## Task goal
Produce exactly the lines starting at the one containing "</instance>" and ending at the last line of the material, with nothing added.

## Listed entries

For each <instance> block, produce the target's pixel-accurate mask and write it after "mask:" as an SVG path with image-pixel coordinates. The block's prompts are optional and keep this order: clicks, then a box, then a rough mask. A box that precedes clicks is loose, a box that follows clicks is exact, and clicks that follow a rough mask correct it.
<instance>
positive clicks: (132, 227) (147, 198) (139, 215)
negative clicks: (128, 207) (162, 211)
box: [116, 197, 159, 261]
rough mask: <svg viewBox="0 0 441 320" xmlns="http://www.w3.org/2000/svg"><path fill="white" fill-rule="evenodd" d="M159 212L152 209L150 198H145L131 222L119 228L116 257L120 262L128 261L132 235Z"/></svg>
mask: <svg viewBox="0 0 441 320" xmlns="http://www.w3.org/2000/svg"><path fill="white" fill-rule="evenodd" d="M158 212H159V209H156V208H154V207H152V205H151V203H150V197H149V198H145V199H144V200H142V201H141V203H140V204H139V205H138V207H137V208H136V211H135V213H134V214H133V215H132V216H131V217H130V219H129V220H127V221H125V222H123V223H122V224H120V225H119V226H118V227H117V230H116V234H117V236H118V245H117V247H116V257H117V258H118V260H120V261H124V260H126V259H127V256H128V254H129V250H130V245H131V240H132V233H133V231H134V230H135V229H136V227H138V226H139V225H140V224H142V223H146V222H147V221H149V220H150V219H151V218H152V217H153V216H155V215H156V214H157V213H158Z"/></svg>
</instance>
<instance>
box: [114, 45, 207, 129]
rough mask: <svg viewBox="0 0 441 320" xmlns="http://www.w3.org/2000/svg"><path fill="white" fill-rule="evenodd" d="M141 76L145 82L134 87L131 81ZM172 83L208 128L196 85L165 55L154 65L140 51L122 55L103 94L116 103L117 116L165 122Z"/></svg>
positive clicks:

## Output
</instance>
<instance>
box: [114, 45, 207, 129]
rough mask: <svg viewBox="0 0 441 320" xmlns="http://www.w3.org/2000/svg"><path fill="white" fill-rule="evenodd" d="M141 76L145 82L134 87L131 81ZM172 83L208 128L196 85L165 55L154 65L140 51L122 55L103 94L116 103L117 116L165 122Z"/></svg>
positive clicks:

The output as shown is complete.